- [SELECTED EXTRACT]
The Gunpowder Plot was an attempt by a small party of provincial English Catholics to blow up the House of Lords during the State Opening of Parliament, thereby killing James I and his court, as the prelude to a revolt during which a Catholic monarchy would be restored to the English throne.

It was after the failure of the plot that the fugitives took shelter in Holbeche House, owned by Stephen Lyttelton. They had taken supplies from Warwick Castle on 6 November and weapons and gunpowder from Hewell Grange on 7 November, but the powder became damp in the rain. After arriving at Holbeche House at about 10 pm, several were maimed when gunpowder left to dry in front of the fire was ignited by a stray spark. At about noon the next day, 8 November 1605, the house was surrounded by a posse led by Richard Walsh (the Sheriff of Worcestershire), originally seeking those responsible for the raid at Warwick Castle. Most of the plotters were either killed or wounded in the ensuing fight. Some walls have holes from muskets used in the storming of the house in 1605. Those still alive were taken to London and later tried and executed.

==House==
The building was constructed in around 1600. The original house has a central block of three bays, with two stories and an attic with dormer windows, and projecting side wings with Dutch gables at each end. Some original wood panelling remains inside. New façades were added in the early 19th century, and the house was later expanded.

In 1951, it became a Grade II* listed building, as Holbeache House. It later became a private nursing home operated by Four Seasons Health Care.

The house was derelict and boarded up in 2022. Locals were campaigning to the National Trust to try and open up the house for visitors and preserve the building in 2023. The National Trust stated it would not take over the running of the house.

The house has been added to the Historic England Heritage At Risk Register.

- [RECORDED DATA]
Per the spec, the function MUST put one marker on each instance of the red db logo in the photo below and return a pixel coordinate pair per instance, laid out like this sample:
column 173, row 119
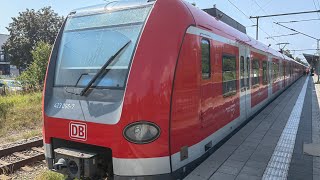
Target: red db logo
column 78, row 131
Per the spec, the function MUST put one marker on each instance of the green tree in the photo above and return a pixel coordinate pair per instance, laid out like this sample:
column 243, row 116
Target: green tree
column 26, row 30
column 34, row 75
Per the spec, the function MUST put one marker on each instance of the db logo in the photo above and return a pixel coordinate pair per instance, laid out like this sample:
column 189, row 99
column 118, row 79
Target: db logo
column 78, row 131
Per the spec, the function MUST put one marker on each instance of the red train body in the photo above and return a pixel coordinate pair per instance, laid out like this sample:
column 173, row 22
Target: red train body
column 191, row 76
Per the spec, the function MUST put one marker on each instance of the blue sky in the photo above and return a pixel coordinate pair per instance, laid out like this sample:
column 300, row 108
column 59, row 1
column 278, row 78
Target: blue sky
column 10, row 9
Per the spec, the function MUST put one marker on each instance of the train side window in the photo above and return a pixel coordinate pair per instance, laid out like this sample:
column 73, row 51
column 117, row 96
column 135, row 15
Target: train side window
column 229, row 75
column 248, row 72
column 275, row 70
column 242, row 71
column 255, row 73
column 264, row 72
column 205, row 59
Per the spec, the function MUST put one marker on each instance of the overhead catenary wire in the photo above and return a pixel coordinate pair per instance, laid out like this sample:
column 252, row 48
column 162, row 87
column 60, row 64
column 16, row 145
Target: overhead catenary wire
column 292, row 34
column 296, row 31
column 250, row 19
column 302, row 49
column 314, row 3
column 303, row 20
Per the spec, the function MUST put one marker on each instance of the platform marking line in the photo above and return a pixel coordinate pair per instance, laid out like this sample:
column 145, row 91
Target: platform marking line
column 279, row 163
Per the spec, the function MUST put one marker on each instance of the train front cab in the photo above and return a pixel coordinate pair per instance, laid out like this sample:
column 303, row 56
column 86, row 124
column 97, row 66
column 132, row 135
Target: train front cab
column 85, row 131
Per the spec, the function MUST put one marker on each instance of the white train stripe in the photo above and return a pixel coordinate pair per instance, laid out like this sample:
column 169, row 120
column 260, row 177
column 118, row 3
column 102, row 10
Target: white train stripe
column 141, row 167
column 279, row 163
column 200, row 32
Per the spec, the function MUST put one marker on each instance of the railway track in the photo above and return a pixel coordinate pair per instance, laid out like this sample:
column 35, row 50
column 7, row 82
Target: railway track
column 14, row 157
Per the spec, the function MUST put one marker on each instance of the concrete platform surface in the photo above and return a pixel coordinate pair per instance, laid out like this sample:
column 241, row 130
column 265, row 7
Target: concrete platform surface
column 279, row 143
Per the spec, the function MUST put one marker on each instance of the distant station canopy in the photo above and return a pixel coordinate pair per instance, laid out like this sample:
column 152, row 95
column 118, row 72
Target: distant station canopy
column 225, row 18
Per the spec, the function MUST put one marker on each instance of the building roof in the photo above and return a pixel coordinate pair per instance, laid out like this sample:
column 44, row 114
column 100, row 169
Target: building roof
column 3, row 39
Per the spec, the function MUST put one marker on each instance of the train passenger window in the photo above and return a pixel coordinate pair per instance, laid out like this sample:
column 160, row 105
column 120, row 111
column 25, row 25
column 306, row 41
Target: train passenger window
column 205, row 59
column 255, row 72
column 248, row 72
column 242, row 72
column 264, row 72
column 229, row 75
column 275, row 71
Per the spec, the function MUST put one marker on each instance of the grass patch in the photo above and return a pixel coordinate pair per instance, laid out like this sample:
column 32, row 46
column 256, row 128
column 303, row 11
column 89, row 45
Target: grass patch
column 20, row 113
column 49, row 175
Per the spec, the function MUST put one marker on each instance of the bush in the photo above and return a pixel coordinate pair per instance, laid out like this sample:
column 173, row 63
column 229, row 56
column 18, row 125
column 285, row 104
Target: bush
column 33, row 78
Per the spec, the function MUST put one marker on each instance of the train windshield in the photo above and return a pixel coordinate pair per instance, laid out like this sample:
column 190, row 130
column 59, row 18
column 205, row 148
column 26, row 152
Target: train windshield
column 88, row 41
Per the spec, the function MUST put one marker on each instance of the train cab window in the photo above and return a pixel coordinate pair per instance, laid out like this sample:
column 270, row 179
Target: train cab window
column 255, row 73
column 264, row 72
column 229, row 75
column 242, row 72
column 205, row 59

- [PROBLEM SET]
**a)** Reproduce the Holbeche House text word for word, from "The house was derelict" to "At Risk Register.".
**b)** According to the Holbeche House text, who led the posse that surrounded the house on 8 November 1605?

- [EXERCISE SOLUTIONS]
**a)**
The house was derelict and boarded up in 2022. Locals were campaigning to the National Trust to try and open up the house for visitors and preserve the building in 2023. The National Trust stated it would not take over the running of the house.

The house has been added to the Historic England Heritage At Risk Register.

**b)** Richard Walsh, the Sheriff of Worcestershire.